__EXERCISE TASK__: Print each of the records below word for word, keeping every line as it is.

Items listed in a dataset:
┌──

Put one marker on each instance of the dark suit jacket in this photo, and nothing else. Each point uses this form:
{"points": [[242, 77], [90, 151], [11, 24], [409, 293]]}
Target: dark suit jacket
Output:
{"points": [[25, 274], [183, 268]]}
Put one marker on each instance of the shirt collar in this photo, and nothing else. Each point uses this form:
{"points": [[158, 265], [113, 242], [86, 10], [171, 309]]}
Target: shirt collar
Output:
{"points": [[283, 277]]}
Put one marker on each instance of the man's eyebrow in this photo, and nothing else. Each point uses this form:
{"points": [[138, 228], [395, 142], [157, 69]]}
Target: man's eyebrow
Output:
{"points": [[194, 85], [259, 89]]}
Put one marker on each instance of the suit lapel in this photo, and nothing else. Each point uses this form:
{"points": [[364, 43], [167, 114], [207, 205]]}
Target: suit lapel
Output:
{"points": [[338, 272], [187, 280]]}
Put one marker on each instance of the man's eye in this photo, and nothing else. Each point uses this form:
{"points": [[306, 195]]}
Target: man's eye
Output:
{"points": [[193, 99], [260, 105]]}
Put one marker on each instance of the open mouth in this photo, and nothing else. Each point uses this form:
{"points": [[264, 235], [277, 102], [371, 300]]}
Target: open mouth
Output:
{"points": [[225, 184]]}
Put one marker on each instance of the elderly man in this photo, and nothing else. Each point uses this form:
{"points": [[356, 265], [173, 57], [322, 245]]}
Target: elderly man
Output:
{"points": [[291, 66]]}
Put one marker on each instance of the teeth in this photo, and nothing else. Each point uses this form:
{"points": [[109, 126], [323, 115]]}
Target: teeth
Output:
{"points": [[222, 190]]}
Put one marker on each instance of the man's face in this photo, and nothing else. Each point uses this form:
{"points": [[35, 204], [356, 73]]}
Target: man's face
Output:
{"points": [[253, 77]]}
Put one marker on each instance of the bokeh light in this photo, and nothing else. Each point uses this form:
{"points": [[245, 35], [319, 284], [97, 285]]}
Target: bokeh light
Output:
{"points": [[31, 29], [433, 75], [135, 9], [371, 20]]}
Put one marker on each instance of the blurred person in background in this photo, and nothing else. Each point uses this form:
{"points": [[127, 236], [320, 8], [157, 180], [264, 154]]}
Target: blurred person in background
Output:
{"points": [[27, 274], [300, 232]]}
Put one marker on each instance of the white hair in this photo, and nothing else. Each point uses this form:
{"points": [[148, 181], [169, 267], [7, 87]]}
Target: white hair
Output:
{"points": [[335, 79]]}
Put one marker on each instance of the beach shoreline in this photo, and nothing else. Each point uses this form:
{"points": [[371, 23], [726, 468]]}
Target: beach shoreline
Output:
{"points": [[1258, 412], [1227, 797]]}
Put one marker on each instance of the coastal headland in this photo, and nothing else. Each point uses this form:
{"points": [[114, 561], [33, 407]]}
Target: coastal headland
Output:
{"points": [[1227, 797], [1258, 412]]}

└──

__FULL OUTPUT__:
Put one marker on each instance of the dark suit jacket in this photo, and nothing else. Each point uses this form:
{"points": [[242, 77], [90, 151], [11, 24], [409, 293]]}
Target: dark suit jacket
Output:
{"points": [[25, 274], [183, 268]]}
Put one marker on each instance of the shirt collar in this photo, and nothing else. Each point uses this form:
{"points": [[158, 265], [113, 242], [86, 10], [171, 309]]}
Target: shirt collar
Output:
{"points": [[283, 277]]}
Put one marker on each instance of the man's eyebrow in this photo, and nothing else. Each point uses this form:
{"points": [[138, 228], [395, 142], [157, 69]]}
Target: man's eyebrow
Output:
{"points": [[194, 85], [259, 89]]}
Put one marker on each instance of the suit lapel in this photo, and nothing else. Each point uses this form:
{"points": [[364, 43], [167, 114], [207, 205]]}
Target: suit lapel
Output:
{"points": [[338, 272], [187, 280]]}
Put one marker on each instance of the man's eye in this photo, and nothing else. Each point uses this form:
{"points": [[306, 195]]}
Target: man's eye
Output:
{"points": [[193, 99], [260, 105]]}
Put one marker on each instance of the open mouth in this photo, and nothing else. Each point uses this form:
{"points": [[264, 235], [277, 102], [371, 300]]}
Target: open mouth
Output:
{"points": [[225, 184]]}
Put one marker on each instance of the elderly man in this photo, and nothing else. Each point uses this form:
{"points": [[356, 265], [173, 57], [322, 245]]}
Target: elderly man
Output:
{"points": [[291, 66]]}
Put one marker on each instance of the teeth in this photo, and nothing else. Each point uses this form:
{"points": [[109, 126], [323, 115]]}
Target: teeth
Output:
{"points": [[222, 190]]}
Put one marker on each instance of the man's face in this photo, and nothing else. Each point uses this form:
{"points": [[35, 204], [356, 73]]}
Target: man's face
Output:
{"points": [[253, 77]]}
Put one marker on each instance of the bokeh light in this photo, and nothing else. Each point uses this form:
{"points": [[245, 35], [319, 284], [97, 285]]}
Target: bokeh light
Output:
{"points": [[31, 29], [433, 75], [135, 9], [371, 20]]}
Put one marker on each instance of the blurred person in background in this photo, and nothing else. Each point uses this form:
{"points": [[127, 236], [320, 8], [157, 180], [264, 154]]}
Target: blurred person in background
Output:
{"points": [[27, 274], [300, 232]]}
Put one marker on each instance of the white hair in this photo, and nothing else. Each point uses this form:
{"points": [[148, 181], [169, 267], [7, 87]]}
Target: white hair
Output:
{"points": [[335, 79]]}
Put one marker on each instance of the beach shoreline in this photo, and nothing else. Each point uses this form:
{"points": [[371, 23], [726, 468]]}
Target: beach shoreline
Output:
{"points": [[1258, 412], [1227, 797]]}
Put one marker on each instance of the coastal headland in this photo, and nothing else. Each point uses this form:
{"points": [[114, 561], [33, 407]]}
Target: coastal headland
Output:
{"points": [[1227, 797], [1258, 412]]}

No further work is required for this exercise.